* _What you have to do_
Extract every line in the material below that contains the string "polka".

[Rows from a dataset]

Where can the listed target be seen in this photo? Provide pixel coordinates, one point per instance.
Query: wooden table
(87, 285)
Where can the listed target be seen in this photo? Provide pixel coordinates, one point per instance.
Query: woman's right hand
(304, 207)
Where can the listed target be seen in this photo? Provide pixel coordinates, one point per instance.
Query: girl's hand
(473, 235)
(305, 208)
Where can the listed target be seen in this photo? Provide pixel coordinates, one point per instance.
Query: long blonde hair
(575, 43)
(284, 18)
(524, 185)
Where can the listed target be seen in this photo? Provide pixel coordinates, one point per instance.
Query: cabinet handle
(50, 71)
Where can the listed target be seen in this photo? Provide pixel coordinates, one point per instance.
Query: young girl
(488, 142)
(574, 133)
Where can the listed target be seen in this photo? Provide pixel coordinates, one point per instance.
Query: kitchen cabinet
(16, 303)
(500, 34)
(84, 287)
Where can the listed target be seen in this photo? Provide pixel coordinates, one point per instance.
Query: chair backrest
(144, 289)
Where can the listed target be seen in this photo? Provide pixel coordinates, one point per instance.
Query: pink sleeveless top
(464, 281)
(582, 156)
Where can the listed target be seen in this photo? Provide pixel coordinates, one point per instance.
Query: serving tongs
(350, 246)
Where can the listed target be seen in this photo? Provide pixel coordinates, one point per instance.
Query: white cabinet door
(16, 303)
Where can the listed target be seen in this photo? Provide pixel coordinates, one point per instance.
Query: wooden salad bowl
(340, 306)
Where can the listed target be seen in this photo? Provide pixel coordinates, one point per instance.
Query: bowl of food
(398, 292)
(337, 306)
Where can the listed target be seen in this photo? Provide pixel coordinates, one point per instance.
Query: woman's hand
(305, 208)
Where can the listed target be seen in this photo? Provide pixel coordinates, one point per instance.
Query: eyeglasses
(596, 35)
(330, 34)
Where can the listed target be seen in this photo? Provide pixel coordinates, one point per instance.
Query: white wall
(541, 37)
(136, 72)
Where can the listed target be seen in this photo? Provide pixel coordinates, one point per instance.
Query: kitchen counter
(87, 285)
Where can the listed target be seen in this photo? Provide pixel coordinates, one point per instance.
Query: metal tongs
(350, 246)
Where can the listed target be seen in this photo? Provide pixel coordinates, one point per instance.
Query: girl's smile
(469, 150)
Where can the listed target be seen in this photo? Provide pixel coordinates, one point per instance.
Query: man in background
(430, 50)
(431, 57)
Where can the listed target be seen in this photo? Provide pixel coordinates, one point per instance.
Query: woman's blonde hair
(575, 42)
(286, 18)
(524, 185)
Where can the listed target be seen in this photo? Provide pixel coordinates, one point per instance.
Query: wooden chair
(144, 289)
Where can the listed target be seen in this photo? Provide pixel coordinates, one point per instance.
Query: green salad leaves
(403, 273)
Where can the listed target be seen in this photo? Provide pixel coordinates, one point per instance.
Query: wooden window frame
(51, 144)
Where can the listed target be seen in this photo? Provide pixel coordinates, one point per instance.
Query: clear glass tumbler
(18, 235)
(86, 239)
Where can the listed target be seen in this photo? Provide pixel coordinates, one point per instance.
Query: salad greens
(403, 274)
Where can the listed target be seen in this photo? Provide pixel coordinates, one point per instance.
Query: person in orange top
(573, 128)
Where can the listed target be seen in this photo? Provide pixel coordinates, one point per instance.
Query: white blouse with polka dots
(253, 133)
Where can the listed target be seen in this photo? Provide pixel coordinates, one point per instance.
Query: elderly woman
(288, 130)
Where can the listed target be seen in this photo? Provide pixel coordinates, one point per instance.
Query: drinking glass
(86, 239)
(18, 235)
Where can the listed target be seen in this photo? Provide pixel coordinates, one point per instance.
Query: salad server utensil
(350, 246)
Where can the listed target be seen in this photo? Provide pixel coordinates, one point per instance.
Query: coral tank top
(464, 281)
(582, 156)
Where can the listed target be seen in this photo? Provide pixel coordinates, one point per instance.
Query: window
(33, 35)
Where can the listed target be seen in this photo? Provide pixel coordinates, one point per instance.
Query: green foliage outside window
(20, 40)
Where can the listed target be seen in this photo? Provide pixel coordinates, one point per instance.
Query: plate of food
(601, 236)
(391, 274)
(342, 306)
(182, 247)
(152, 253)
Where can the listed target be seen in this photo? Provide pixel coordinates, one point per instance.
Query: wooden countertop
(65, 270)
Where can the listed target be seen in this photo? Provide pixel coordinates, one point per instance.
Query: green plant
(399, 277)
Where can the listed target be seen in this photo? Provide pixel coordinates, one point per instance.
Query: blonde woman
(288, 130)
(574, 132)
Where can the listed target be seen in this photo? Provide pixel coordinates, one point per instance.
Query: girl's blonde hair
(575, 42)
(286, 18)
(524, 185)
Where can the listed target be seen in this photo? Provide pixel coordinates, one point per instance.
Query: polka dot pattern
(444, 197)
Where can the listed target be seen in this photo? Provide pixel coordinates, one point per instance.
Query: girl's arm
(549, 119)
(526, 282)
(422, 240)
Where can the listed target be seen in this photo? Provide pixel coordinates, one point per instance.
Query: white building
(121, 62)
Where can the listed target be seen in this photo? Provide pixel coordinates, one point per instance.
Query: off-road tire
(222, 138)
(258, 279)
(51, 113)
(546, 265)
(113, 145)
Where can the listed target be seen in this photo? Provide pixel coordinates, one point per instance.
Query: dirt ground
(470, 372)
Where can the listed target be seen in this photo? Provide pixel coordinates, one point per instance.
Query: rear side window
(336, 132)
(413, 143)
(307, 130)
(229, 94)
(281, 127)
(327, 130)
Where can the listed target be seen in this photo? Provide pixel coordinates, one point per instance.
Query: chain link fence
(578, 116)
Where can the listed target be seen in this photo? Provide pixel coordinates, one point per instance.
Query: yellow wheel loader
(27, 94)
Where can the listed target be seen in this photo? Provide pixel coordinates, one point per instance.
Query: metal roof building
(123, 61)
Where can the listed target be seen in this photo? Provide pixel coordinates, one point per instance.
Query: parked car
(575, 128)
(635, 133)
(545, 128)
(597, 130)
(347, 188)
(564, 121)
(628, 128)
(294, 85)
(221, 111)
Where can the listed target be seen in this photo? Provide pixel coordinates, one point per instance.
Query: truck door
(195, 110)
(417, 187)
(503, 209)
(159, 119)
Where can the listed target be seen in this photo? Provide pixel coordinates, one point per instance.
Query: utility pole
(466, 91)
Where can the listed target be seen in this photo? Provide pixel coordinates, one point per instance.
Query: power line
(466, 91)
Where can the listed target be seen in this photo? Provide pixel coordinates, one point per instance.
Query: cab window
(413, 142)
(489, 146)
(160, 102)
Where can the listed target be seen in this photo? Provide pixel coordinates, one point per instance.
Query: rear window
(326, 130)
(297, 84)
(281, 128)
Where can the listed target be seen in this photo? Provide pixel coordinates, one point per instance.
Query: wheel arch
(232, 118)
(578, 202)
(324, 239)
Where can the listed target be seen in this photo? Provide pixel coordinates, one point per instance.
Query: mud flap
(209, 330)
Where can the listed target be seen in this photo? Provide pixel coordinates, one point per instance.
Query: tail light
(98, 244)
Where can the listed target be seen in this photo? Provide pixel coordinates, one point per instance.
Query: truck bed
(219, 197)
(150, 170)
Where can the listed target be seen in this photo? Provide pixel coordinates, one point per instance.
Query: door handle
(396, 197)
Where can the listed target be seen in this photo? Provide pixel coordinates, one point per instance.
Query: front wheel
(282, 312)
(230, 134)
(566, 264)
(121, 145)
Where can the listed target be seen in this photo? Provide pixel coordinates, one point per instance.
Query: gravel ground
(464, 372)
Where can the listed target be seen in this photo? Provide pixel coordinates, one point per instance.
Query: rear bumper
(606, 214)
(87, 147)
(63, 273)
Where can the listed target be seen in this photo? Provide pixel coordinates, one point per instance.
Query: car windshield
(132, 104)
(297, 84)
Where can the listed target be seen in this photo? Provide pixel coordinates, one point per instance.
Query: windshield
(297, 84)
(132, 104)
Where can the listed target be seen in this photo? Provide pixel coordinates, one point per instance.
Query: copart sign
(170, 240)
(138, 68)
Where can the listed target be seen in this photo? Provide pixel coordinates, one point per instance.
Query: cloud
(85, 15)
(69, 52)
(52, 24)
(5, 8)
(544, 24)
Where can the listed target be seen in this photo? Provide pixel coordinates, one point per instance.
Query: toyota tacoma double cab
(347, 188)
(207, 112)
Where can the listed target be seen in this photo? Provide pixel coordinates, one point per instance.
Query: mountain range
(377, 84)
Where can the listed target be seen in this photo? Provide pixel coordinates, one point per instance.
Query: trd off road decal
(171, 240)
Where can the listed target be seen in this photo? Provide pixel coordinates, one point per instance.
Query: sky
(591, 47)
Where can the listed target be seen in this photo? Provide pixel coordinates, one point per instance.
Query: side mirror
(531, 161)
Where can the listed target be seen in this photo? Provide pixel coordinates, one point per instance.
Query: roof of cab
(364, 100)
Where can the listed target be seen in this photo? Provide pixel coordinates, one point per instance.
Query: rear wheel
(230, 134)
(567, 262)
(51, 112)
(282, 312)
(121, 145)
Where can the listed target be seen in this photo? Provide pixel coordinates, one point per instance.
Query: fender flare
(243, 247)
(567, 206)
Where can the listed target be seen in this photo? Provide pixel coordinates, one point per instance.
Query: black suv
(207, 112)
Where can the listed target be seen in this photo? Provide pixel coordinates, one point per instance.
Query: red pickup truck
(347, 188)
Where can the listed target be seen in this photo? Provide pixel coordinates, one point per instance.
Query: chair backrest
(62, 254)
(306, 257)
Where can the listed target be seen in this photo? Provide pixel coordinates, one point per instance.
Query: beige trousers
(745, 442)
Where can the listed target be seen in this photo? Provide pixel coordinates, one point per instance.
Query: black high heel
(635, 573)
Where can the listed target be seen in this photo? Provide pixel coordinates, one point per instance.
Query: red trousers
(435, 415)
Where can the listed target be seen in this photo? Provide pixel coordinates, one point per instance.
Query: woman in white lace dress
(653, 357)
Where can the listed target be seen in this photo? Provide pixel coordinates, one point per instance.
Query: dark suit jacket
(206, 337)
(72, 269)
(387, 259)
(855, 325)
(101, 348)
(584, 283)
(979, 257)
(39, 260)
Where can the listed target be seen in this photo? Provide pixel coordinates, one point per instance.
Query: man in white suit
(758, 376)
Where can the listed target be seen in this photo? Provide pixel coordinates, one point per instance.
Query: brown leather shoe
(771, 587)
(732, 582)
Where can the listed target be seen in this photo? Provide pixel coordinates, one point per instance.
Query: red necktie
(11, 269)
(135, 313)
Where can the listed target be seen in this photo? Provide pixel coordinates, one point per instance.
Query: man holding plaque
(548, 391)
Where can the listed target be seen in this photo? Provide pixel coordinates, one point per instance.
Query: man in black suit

* _Final answer_
Query: white blouse with polka dots
Query: polka dot pattern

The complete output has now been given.